═══ Text block ═══
3 MATERIALS AND METHODS
3.1 Definitions and overview
A graph G = (V, E) is an object describing the relationships between a set of objects V, referred to as the vertex set, by a set of directed edges (vi, vj) ∈ E where vi, vj ∈ V. In this work, we define a network as a two-layered or bipartite graph G containing m source nodes {S1,…, Sm} and n target nodes {T1,‥, Tn} where a single directed edge connects a source node to a target node. The number of edges coming into a node is called its in-degree and the number of edges coming out from a node is called its out-degree. In a bipartite graph G, source nodes and target nodes have zero in-degrees and zero out-degrees, respectively (edges emanate only from source nodes, and are directed only to target nodes). The structure or topology of a graph G can be described by its in-degree and out-degree sequences.
═══
> [Given request 1] Using the graph definitions passage, decide whether each statement agrees with it, answering yes or no and quoting the deciding words: (a) In a bipartite graph, source nodes have zero in-degree. (b) A node's in-degree is the number of edges coming out from it. (c) A single directed edge connects a target node to a source node.
The rows below have no connection to the graph definitions passage.
═══ Data in this exercise ═══
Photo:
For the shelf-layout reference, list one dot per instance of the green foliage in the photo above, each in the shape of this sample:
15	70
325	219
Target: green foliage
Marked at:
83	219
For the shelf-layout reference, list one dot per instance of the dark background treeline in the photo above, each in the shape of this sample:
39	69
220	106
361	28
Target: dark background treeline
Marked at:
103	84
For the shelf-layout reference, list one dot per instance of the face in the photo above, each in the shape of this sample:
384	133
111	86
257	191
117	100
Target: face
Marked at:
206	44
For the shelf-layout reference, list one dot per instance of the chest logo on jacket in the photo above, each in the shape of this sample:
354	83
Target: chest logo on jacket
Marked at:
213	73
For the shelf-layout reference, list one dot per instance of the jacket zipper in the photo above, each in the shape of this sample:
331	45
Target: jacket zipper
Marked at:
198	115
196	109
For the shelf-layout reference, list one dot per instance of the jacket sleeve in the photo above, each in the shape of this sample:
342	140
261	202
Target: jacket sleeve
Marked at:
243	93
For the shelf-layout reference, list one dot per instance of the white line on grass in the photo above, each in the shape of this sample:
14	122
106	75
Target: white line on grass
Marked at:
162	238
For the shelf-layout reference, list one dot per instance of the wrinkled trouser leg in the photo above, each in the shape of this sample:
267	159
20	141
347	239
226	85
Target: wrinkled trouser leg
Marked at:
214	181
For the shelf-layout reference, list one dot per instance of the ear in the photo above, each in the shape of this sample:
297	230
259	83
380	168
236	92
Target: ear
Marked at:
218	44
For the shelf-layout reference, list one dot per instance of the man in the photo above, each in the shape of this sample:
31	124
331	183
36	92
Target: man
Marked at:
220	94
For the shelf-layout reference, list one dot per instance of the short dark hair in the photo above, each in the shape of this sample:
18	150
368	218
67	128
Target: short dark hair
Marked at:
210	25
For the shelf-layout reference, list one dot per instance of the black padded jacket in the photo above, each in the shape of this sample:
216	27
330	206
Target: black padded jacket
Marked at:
═══
> [Given request 2] Copy out the rows from the line with "of the short" through the final line of the rows, both included.

> [Finished answer 1]
(a) Yes: "source nodes and target nodes have zero in-degrees and zero out-degrees, respectively"
(b) No: "The number of edges coming into a node is called its in-degree"
(c) No: "a single directed edge connects a source node to a target node"

> [Finished answer 2]
For the shelf-layout reference, list one dot per instance of the short dark hair in the photo above, each in the shape of this sample:
18	150
368	218
67	128
Target: short dark hair
Marked at:
210	25
For the shelf-layout reference, list one dot per instance of the black padded jacket in the photo above, each in the shape of this sample:
216	27
330	206
Target: black padded jacket
Marked at:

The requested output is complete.